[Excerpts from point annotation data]
******

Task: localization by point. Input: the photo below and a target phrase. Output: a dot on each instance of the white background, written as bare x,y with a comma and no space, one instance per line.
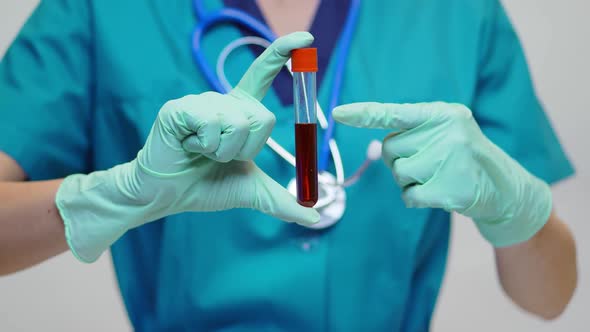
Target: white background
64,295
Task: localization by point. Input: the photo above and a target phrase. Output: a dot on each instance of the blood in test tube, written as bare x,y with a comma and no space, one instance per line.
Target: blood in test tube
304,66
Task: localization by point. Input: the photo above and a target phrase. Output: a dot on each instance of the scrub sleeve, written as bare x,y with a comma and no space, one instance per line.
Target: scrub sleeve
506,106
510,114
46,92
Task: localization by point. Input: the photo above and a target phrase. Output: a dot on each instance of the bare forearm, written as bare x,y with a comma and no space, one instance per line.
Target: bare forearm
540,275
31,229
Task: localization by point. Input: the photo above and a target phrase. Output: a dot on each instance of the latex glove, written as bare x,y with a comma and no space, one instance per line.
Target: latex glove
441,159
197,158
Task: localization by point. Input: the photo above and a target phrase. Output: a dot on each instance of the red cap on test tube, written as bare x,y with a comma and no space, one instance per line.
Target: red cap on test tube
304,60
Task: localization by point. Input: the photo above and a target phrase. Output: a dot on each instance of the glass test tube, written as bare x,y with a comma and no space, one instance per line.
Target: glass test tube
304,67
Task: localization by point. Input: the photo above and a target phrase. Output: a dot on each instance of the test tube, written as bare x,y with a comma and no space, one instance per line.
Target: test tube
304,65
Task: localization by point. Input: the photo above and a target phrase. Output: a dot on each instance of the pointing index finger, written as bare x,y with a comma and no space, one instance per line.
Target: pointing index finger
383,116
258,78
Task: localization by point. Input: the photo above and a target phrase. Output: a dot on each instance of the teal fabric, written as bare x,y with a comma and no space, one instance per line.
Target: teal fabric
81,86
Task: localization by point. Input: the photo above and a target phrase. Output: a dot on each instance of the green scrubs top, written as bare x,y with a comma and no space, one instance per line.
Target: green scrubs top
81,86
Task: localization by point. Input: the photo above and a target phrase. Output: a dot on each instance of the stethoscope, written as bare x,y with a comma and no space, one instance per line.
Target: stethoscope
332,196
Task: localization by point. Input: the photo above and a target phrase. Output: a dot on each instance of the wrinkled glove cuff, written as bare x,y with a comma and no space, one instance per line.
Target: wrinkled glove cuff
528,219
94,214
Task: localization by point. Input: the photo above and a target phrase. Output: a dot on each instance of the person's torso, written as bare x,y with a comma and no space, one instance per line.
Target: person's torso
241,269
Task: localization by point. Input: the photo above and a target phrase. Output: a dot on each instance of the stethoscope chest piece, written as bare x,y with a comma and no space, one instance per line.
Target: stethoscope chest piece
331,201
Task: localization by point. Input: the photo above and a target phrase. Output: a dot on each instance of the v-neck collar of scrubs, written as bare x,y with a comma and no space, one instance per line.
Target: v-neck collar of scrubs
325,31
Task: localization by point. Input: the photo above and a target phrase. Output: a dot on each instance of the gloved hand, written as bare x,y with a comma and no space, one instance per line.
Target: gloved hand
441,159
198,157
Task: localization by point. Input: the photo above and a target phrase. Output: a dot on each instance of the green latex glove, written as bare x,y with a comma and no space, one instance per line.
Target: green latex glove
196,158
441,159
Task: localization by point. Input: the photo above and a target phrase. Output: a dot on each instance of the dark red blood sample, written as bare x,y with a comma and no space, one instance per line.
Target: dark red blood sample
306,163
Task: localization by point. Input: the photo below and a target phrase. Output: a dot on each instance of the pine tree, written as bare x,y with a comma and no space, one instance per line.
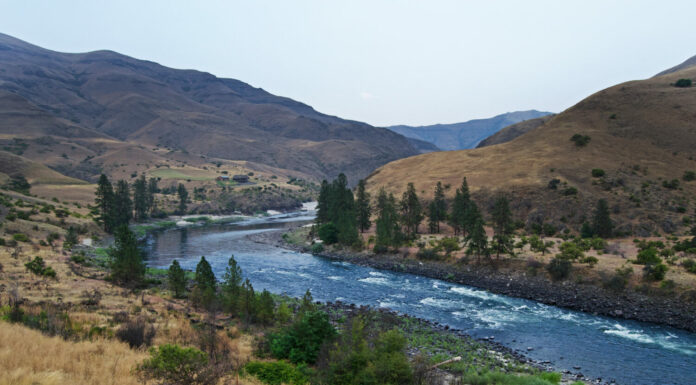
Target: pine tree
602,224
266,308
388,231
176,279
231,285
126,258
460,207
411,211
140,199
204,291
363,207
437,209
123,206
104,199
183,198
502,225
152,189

******

• _Given exercise_: Format the data as a two-column CSV with the columns "prompt" and "points", with one row for each entry. Begin at the line containing "of the pine" and continue through the end of the data. Put each value in a single quoted field, replace line breaks with spaces, and omit the pictures.

• _Complete output_:
prompt,points
"Task: localization by point. Input: the photo below and a target phrase. Output: a dot on each instance of the pine tree, written as bare x,y with a comma and no space, one instance per line. Target: pine tree","602,224 266,308 388,231 176,279 231,285 126,258 460,207 411,211 140,199 204,291 363,207 437,209 123,206 104,199 183,198 502,225 152,189"